*Task brief:* Once you find the line with "412, row 304." in the data that follows, repeat it and every line after it exactly, through the line with "613, row 119.".

(Dataset items)

^^^^^^^^^^^^^^^^

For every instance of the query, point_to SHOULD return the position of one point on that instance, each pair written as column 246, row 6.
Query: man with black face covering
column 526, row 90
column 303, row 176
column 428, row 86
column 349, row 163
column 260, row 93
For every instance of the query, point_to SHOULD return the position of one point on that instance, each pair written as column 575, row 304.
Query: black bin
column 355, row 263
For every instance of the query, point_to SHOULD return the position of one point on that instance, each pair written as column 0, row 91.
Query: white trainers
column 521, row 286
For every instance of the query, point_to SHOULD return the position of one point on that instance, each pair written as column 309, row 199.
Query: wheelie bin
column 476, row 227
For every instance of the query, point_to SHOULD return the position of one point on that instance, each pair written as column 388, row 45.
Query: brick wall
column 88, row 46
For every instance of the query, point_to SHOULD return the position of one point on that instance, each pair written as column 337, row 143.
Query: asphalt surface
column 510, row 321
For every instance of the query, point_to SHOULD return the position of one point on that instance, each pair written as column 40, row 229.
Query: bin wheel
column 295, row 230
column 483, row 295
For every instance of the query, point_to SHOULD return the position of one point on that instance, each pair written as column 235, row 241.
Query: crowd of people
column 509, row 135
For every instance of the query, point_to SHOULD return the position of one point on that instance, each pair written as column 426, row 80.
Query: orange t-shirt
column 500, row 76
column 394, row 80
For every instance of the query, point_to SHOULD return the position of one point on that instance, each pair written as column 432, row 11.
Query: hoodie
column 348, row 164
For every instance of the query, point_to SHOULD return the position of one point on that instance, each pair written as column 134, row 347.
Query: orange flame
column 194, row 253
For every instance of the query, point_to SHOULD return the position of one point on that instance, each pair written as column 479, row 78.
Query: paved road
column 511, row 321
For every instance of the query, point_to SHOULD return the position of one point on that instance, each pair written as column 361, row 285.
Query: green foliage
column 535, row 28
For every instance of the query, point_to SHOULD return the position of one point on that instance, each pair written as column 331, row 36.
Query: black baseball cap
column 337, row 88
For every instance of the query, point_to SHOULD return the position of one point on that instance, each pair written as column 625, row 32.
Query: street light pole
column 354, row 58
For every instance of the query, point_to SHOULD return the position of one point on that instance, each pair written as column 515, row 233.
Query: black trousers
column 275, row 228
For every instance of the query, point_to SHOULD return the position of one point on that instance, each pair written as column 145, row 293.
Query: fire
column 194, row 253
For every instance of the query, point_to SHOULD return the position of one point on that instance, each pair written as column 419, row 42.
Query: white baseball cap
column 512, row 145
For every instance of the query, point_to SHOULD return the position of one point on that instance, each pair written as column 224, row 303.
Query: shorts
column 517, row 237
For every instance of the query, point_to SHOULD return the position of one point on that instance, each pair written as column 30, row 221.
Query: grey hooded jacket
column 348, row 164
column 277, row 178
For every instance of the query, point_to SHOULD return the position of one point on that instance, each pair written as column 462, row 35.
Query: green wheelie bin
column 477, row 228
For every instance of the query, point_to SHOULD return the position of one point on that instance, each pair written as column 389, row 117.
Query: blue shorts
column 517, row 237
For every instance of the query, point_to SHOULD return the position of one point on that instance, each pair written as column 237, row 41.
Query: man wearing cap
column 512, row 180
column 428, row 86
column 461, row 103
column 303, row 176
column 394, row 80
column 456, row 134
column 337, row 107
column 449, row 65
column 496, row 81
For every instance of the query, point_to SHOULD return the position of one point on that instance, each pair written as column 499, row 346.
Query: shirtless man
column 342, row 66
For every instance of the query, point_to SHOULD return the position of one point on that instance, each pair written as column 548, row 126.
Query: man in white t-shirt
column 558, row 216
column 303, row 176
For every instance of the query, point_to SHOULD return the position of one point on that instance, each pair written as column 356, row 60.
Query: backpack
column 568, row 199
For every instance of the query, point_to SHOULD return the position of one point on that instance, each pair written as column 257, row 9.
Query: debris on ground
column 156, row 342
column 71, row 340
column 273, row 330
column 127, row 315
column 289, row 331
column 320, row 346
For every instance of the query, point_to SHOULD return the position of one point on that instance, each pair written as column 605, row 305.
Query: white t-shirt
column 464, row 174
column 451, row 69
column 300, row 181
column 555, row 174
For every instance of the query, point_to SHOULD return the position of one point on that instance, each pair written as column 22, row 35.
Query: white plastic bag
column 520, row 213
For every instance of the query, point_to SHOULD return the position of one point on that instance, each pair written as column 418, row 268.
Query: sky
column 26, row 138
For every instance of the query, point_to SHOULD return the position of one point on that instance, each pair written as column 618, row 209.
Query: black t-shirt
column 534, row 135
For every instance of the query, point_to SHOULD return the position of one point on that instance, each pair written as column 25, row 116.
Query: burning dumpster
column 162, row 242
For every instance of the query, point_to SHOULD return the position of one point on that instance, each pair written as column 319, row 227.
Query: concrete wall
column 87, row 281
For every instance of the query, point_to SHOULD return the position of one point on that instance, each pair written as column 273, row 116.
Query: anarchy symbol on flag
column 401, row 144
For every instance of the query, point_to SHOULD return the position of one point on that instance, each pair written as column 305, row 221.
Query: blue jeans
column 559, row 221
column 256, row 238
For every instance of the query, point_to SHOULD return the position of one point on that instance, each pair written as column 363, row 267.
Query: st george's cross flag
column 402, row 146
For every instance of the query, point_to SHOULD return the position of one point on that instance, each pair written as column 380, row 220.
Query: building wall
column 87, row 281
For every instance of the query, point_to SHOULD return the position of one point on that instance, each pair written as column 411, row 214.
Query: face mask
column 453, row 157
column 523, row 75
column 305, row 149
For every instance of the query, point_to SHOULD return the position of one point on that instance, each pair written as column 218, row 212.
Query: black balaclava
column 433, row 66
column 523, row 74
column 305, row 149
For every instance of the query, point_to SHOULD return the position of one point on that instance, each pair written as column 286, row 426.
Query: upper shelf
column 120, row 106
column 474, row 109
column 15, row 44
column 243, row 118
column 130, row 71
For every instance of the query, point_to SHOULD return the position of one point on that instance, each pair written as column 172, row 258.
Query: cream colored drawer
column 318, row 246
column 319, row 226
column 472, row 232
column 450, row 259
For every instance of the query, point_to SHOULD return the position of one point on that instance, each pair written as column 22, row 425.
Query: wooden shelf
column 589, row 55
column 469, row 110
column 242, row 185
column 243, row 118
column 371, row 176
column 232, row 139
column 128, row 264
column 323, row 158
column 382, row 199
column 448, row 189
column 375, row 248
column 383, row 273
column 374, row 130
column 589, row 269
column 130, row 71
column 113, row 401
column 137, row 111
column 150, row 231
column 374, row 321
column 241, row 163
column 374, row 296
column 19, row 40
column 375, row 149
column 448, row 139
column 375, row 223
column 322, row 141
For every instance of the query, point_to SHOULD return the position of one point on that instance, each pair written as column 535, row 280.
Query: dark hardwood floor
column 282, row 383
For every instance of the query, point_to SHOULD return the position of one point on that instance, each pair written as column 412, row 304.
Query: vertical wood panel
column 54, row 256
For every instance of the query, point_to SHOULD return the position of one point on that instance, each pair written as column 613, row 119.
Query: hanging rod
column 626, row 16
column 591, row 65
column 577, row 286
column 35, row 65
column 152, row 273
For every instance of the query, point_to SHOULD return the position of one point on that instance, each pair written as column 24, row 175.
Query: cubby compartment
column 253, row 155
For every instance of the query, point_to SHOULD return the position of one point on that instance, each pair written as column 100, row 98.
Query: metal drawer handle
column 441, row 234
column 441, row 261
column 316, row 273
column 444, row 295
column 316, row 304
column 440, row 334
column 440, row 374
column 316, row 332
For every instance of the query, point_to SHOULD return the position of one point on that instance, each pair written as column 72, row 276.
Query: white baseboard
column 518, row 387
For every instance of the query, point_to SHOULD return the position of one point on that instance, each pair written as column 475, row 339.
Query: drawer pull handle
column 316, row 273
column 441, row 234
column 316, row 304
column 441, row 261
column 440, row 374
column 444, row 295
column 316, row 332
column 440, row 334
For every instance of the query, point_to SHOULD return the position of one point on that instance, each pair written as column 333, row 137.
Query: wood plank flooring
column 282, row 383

^^^^^^^^^^^^^^^^

*Task result:*
For every instance of the query, point_to SHOULD return the position of one point on that instance, each pair written as column 412, row 304.
Query: vertical wood panel
column 54, row 256
For every instance of the query, point_to SHOULD return the position of one point on that instance, each pair written as column 613, row 119.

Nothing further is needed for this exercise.